■ **What the task requires**:
Show all lines from the data that include the word "wheel".

================

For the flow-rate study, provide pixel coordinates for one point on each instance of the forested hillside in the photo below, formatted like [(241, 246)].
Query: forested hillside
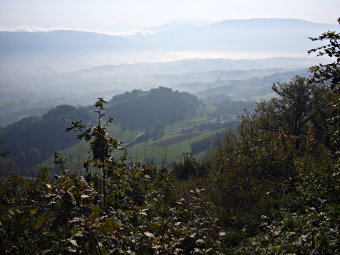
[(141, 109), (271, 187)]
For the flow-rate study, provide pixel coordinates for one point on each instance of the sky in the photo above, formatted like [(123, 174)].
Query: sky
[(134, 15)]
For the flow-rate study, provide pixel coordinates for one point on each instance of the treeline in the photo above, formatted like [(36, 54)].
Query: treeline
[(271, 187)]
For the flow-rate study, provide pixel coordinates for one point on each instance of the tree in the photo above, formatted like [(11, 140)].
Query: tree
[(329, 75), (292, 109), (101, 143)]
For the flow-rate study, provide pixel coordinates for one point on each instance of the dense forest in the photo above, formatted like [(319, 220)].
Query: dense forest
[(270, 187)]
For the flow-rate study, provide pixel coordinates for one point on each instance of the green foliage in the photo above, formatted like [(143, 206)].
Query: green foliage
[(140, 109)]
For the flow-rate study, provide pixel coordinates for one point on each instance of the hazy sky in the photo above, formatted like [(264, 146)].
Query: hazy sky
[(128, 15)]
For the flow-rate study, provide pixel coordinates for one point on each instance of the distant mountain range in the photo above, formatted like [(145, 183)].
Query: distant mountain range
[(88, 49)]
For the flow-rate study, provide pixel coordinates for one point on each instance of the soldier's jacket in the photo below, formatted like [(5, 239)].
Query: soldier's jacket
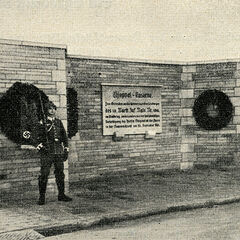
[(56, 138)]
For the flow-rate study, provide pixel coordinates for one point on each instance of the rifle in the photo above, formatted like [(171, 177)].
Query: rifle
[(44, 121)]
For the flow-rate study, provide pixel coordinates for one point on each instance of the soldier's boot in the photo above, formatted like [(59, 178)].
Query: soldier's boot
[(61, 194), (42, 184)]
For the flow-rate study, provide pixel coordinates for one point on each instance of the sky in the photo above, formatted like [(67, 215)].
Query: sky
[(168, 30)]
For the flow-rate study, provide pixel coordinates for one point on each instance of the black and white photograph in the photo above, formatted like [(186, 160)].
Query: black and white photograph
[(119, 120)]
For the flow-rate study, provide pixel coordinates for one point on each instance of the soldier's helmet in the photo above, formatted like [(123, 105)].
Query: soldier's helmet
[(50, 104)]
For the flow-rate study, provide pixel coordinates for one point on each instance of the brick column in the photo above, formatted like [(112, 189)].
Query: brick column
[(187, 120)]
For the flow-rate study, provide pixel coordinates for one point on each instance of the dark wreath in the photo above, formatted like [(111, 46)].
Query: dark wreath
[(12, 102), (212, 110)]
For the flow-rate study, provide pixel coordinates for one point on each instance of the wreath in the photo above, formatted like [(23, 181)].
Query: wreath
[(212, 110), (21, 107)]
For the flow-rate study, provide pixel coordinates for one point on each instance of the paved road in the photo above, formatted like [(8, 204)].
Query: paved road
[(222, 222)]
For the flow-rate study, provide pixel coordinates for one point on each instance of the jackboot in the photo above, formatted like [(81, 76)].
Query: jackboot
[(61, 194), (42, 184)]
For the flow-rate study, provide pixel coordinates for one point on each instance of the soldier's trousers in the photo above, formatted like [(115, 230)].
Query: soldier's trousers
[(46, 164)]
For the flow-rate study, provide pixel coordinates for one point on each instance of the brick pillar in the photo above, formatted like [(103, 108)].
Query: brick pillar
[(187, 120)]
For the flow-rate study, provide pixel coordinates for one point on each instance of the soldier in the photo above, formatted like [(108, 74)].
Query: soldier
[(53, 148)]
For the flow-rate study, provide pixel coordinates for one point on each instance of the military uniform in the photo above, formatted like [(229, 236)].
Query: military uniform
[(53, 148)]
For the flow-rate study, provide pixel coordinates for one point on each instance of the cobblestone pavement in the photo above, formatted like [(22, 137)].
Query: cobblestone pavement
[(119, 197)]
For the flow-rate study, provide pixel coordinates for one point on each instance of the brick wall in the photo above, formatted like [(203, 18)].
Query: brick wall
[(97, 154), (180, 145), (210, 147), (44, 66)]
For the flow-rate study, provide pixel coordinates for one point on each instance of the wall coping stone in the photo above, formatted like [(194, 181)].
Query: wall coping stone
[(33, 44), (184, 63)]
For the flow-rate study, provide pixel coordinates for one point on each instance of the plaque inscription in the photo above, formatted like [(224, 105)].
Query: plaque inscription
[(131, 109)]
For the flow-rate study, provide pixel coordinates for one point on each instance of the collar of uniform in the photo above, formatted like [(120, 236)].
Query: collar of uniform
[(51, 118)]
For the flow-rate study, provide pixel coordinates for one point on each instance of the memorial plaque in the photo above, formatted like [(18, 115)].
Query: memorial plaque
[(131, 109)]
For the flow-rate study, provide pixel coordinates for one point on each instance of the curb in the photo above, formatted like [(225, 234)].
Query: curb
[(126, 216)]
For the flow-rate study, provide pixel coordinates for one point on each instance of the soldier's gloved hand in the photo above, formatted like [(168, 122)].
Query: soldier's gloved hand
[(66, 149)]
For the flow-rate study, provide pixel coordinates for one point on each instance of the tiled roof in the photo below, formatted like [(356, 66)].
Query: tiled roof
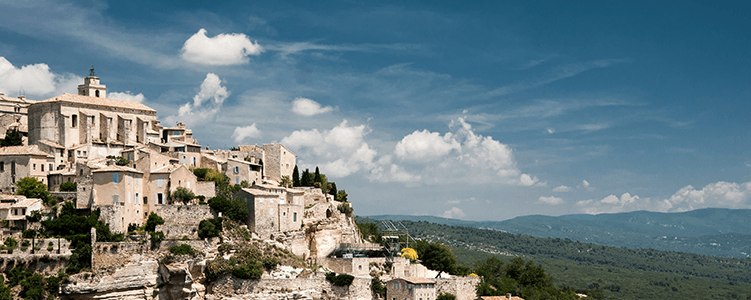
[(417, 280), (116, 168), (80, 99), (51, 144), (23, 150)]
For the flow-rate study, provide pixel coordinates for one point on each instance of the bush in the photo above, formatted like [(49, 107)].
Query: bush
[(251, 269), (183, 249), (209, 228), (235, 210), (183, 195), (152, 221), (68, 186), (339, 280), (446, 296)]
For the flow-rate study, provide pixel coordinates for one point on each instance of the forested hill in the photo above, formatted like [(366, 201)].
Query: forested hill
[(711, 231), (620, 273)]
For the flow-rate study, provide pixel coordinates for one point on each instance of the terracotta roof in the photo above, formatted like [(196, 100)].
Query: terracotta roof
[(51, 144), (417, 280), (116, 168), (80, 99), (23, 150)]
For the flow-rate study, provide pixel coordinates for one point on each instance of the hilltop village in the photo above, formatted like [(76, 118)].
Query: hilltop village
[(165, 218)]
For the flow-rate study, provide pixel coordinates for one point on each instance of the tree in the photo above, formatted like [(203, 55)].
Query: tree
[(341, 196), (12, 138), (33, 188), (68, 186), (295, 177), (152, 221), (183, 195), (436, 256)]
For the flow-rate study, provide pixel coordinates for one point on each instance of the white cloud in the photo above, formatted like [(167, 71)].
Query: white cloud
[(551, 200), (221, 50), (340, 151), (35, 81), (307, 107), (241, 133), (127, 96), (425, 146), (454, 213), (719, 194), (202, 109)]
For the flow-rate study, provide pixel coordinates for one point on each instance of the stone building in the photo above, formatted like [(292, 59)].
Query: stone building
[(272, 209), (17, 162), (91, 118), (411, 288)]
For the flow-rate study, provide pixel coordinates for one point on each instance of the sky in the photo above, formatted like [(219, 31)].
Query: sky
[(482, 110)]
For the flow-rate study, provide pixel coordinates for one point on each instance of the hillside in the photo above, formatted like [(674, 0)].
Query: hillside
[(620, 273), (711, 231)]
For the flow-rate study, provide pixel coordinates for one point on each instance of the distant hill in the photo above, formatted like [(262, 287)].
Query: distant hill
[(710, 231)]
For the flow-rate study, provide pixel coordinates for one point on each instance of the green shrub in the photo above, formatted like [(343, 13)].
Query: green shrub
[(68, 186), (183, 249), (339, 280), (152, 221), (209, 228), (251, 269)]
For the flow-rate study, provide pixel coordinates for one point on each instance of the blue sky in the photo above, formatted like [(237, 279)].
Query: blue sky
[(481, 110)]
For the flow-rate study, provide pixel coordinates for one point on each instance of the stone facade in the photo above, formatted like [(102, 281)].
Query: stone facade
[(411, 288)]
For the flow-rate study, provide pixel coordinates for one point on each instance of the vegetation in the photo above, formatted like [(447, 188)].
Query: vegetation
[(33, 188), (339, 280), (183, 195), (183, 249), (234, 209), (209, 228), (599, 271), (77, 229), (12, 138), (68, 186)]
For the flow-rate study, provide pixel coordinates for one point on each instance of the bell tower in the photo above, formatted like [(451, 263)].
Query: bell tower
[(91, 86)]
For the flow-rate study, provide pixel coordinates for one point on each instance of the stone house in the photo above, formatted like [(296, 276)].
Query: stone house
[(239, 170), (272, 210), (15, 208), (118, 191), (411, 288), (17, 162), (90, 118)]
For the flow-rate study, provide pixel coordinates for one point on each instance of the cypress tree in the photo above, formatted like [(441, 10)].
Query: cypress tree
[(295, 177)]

================

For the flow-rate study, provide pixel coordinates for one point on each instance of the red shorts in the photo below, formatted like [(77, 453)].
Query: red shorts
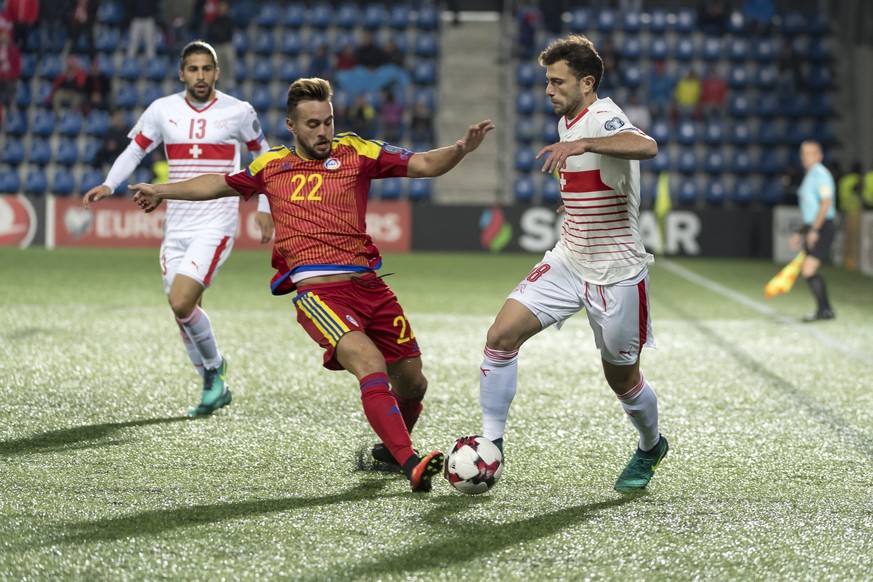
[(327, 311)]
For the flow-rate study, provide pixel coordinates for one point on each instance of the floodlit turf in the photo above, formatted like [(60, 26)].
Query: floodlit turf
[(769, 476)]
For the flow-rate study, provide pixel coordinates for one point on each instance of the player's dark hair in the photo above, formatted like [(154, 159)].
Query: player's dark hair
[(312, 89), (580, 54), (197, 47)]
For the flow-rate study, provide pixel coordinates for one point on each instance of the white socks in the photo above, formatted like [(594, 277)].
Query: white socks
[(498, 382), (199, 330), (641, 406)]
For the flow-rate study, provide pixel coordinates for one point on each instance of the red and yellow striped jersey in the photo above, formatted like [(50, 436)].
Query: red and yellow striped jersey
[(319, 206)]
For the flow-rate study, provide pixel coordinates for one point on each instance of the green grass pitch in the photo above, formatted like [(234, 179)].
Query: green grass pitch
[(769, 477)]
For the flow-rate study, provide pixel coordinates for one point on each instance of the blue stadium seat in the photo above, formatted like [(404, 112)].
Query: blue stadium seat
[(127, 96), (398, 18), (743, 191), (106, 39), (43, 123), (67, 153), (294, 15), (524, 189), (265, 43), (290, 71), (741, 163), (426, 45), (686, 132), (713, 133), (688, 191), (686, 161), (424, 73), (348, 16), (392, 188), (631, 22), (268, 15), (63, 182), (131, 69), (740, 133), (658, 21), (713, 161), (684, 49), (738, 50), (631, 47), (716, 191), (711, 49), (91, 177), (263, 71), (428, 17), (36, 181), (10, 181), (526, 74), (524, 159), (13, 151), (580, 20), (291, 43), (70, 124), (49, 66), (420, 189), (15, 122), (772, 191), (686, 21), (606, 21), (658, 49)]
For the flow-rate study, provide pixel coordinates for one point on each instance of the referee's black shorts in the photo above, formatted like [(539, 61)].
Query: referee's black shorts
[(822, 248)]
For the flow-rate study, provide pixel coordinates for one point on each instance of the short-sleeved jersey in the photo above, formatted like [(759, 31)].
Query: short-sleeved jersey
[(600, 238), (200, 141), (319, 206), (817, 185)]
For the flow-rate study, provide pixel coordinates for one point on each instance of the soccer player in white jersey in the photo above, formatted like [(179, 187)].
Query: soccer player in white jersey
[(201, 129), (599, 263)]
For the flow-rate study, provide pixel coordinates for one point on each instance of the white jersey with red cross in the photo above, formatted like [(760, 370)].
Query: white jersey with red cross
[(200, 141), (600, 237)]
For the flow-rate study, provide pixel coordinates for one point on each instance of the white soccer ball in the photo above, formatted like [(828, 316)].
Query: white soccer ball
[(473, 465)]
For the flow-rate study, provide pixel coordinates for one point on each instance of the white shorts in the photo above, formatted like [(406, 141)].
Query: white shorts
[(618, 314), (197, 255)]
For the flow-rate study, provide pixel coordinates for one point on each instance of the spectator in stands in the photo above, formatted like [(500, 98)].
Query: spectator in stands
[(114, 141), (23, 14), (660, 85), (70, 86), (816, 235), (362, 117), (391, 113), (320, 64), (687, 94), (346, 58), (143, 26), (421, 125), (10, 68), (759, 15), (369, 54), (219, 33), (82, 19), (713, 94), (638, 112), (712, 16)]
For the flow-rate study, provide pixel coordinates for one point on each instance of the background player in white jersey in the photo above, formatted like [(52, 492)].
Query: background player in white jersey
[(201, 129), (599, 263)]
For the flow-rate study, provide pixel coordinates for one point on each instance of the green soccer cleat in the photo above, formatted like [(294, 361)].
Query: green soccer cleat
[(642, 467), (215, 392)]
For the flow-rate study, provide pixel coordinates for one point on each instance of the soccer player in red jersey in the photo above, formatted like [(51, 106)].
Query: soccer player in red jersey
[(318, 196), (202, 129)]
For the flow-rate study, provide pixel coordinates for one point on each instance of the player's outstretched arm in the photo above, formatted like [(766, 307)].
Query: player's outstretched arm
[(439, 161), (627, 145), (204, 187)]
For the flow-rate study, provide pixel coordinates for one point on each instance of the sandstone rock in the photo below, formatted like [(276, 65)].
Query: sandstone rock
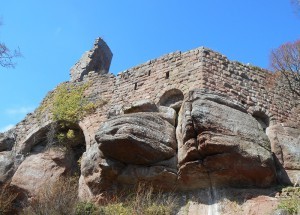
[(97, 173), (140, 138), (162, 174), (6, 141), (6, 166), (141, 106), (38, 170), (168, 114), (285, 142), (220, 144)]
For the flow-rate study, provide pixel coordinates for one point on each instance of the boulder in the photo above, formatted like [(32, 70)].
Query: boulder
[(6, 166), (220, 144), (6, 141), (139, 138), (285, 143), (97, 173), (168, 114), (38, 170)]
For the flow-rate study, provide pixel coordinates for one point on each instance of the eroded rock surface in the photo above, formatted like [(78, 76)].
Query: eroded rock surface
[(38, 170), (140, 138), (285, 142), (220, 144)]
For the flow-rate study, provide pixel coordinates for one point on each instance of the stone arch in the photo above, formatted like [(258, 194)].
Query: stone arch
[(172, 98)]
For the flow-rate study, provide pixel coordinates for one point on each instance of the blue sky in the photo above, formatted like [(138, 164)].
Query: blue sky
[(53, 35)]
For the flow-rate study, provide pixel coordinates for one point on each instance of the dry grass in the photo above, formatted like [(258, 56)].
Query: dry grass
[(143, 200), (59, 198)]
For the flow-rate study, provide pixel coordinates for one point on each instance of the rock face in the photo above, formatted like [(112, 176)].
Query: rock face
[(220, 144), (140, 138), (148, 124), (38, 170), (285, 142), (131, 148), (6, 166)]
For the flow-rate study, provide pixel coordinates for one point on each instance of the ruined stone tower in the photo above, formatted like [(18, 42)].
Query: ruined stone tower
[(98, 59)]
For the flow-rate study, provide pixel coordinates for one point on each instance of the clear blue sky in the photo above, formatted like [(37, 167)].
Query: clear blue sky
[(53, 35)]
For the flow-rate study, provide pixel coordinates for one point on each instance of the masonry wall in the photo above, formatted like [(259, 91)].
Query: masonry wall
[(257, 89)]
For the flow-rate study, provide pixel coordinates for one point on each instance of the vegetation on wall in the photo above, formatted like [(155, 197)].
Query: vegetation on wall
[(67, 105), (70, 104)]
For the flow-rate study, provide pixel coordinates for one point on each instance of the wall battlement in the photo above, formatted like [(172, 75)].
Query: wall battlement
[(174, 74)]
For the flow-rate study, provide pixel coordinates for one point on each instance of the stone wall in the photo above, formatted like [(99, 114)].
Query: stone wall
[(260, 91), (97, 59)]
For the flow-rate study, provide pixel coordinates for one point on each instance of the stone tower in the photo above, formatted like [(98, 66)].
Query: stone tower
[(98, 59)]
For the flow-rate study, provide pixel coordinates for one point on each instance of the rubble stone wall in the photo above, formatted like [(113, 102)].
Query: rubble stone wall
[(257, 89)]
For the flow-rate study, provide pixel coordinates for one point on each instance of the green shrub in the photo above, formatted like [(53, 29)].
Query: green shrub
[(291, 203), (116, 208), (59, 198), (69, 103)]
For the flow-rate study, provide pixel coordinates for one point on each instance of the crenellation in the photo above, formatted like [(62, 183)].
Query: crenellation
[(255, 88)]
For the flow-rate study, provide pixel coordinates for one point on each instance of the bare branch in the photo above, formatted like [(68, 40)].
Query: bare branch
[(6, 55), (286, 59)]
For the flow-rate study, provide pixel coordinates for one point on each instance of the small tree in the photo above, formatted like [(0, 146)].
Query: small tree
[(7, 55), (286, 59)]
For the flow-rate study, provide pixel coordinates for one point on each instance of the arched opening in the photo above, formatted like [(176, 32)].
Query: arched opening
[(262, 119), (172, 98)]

================

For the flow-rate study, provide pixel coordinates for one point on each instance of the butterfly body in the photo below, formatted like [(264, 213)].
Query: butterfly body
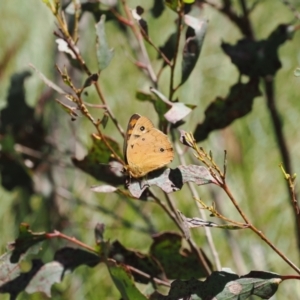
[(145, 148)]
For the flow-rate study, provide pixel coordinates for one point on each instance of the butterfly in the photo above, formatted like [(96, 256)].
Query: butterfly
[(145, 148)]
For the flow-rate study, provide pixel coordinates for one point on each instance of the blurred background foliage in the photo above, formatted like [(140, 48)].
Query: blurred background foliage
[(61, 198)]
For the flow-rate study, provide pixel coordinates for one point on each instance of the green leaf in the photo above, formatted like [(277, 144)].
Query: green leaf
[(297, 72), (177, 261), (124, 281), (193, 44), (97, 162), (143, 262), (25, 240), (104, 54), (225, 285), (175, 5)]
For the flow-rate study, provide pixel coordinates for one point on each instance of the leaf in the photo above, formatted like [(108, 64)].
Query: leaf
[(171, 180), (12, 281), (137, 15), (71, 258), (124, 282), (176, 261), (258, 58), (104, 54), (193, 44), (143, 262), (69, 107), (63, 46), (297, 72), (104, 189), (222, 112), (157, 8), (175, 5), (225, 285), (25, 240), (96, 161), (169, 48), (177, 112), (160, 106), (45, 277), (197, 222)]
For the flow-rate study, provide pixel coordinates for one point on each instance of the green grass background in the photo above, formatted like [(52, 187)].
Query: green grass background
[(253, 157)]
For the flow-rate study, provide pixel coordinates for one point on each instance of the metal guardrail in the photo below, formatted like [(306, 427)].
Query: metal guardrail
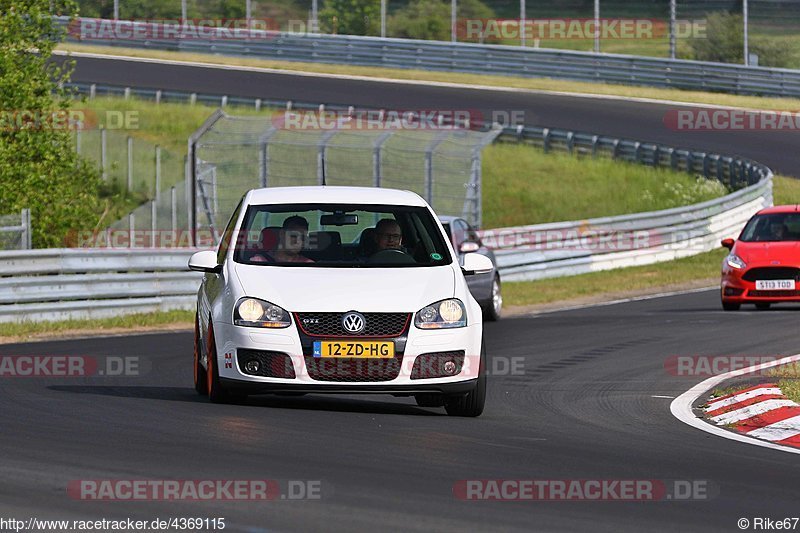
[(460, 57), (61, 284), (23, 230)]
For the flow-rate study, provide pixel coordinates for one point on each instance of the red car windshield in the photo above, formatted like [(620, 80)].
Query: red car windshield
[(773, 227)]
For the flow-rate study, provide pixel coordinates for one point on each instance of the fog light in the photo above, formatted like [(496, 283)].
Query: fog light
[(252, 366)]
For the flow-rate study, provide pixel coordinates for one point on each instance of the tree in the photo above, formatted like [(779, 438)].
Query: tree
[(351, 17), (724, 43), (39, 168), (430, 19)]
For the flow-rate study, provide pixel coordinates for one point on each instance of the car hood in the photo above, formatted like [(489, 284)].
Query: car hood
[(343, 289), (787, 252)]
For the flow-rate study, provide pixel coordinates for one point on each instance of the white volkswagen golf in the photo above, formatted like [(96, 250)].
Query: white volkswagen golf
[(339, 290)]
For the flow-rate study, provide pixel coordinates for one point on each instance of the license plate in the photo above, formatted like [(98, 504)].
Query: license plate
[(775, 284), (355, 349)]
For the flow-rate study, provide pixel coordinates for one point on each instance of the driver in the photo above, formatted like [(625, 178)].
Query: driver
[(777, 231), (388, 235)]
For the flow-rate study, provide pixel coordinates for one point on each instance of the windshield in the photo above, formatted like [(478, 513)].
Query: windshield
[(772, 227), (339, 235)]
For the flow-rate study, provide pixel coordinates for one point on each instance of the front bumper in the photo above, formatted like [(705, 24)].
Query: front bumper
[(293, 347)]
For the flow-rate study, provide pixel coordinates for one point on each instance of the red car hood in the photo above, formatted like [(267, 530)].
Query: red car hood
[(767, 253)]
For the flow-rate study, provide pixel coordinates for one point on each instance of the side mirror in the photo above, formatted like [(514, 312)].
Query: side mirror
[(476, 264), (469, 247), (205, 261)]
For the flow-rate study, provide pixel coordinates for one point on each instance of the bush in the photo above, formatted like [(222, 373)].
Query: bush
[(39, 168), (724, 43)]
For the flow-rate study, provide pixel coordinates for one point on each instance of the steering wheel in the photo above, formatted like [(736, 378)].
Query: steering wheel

================

■ **Finished task**:
For the flow-rate study, provide pixel coordinates for one point on each instance of the steering wheel in the photo above, formatted like [(736, 378)].
Query: steering wheel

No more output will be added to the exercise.